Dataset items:

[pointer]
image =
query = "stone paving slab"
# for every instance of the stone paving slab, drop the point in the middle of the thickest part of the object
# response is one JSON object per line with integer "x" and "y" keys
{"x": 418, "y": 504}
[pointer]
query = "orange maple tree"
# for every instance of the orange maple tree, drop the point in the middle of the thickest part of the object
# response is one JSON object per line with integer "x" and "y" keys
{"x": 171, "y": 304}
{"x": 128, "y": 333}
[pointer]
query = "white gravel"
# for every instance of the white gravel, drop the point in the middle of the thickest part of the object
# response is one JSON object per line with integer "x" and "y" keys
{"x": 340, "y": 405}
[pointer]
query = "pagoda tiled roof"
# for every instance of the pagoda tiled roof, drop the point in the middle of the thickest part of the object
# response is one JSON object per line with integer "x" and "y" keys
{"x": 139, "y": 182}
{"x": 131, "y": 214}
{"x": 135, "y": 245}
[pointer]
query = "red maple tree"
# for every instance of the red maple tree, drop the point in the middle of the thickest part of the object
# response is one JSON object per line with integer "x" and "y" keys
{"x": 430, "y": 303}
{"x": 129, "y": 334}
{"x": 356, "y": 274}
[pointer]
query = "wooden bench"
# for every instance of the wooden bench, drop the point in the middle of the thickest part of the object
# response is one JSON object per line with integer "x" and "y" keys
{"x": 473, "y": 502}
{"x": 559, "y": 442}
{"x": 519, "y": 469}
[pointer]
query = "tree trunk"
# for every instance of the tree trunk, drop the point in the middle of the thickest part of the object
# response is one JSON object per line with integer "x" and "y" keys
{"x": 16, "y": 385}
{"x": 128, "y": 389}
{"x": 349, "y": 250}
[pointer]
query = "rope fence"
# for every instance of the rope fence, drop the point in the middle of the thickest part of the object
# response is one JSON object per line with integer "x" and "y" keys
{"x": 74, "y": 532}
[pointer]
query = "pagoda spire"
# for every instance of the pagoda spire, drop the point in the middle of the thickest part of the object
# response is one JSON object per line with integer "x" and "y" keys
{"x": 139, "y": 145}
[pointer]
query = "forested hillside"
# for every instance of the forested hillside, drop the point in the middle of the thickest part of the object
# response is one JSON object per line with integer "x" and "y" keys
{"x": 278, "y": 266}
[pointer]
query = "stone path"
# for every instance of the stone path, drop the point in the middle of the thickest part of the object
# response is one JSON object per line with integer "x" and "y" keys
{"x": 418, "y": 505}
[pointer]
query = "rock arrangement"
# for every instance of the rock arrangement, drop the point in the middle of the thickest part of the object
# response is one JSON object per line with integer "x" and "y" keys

What you will do:
Starting at the line with "# for every instance of the forested", retype each line through the final one in the data above, unchanged and with nothing added.

Result:
# for every instance of the forested hillside, drop the point in the middle of the thickest part of the object
# response is one JSON object per line with integer "x" and "y" keys
{"x": 278, "y": 266}
[pointer]
query = "stone path"
# for every instance of the stone path, drop the point in the middle of the thickest part of the object
# response is one JSON object per line with integer "x" and "y" keys
{"x": 418, "y": 505}
[pointer]
query = "rock arrangement"
# for every instance of the rock arrangement, drop the point in the middle of the thickest part of the object
# response is one JSON object per line with integer "x" and "y" keys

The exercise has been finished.